■ **EXERCISE GOAL**: Every line in the entries that holds "dandelion" should be identified and copied.

Start of Block

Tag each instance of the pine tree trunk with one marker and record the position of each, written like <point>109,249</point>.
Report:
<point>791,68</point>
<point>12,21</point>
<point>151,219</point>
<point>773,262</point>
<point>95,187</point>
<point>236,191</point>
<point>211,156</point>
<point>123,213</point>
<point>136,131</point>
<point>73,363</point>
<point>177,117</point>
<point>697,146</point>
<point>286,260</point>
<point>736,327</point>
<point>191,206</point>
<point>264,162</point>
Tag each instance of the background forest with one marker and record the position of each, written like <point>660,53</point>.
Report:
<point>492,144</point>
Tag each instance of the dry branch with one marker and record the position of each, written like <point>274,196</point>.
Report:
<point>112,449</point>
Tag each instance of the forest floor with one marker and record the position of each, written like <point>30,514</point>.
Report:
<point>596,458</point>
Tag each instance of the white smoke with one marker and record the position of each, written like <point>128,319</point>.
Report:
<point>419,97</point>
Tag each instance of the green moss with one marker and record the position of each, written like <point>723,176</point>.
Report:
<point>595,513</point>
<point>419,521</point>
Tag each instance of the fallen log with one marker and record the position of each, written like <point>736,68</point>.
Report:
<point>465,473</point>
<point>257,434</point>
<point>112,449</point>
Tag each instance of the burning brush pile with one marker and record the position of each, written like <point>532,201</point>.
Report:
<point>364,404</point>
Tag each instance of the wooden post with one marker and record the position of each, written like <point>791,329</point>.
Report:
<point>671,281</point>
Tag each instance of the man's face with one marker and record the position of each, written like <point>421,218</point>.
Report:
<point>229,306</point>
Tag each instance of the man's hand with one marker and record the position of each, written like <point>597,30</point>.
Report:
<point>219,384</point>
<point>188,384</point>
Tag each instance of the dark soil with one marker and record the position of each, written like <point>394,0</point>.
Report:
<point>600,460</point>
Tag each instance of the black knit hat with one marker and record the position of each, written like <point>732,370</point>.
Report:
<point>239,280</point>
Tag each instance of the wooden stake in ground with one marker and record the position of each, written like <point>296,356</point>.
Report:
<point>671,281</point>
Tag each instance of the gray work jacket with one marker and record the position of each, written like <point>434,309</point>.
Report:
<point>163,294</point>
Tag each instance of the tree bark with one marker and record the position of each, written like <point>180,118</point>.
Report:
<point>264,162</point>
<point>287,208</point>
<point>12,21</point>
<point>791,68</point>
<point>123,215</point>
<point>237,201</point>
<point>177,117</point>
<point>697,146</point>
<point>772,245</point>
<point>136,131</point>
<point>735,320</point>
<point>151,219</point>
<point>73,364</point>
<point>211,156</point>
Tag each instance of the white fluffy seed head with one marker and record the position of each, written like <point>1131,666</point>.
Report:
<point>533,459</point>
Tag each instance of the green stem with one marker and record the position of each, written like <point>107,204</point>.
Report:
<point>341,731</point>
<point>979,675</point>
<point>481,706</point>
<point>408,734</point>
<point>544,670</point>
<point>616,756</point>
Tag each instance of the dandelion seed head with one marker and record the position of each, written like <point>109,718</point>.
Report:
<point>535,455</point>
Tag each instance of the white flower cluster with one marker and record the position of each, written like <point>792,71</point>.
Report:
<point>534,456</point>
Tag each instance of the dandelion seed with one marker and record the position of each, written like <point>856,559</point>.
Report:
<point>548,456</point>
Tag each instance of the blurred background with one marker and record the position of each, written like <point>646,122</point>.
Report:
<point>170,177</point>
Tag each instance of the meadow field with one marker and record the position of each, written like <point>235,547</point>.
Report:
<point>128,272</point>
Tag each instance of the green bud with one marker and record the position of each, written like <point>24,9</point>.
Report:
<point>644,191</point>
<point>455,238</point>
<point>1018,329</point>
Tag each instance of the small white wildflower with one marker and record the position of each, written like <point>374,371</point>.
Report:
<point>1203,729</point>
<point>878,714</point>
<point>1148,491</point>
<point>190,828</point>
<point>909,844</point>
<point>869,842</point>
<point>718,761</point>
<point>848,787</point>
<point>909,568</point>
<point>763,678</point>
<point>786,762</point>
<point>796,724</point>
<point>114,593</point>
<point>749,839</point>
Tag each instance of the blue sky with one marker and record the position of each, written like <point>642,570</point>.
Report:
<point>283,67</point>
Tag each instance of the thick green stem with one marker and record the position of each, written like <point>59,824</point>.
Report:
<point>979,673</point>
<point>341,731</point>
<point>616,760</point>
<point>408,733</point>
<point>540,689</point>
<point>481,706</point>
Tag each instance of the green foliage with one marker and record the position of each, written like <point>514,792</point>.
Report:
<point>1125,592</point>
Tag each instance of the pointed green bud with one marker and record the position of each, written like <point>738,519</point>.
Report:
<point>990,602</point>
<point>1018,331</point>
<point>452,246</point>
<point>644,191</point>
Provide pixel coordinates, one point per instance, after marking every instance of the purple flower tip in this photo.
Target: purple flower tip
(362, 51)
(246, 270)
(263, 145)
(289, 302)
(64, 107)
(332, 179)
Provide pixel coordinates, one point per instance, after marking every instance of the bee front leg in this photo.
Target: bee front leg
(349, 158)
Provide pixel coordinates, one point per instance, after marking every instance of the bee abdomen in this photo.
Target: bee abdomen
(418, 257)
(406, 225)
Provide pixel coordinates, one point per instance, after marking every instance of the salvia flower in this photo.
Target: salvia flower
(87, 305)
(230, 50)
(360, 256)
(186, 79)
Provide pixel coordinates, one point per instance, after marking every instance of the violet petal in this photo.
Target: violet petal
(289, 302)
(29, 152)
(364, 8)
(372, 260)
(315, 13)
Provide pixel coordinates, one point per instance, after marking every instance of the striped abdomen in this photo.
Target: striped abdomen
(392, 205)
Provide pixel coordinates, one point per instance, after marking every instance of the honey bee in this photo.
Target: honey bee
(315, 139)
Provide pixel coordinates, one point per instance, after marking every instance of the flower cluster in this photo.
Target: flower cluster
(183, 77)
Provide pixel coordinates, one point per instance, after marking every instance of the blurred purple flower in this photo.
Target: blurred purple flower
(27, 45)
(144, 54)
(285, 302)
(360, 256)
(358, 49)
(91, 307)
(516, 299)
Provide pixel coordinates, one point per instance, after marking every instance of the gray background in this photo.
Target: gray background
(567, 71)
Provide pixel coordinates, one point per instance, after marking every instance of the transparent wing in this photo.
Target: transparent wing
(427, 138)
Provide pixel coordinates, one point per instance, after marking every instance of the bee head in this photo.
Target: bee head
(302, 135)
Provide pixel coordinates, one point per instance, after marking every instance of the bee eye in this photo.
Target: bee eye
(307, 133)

End of Block

■ **RESPONSE TO THE EXERCISE**:
Tag each instance of the dandelion seed head with one marker and record the position of each, written like <point>109,718</point>.
Tag each instance of the dandelion seed with one marker and record the position of each, written like <point>856,559</point>.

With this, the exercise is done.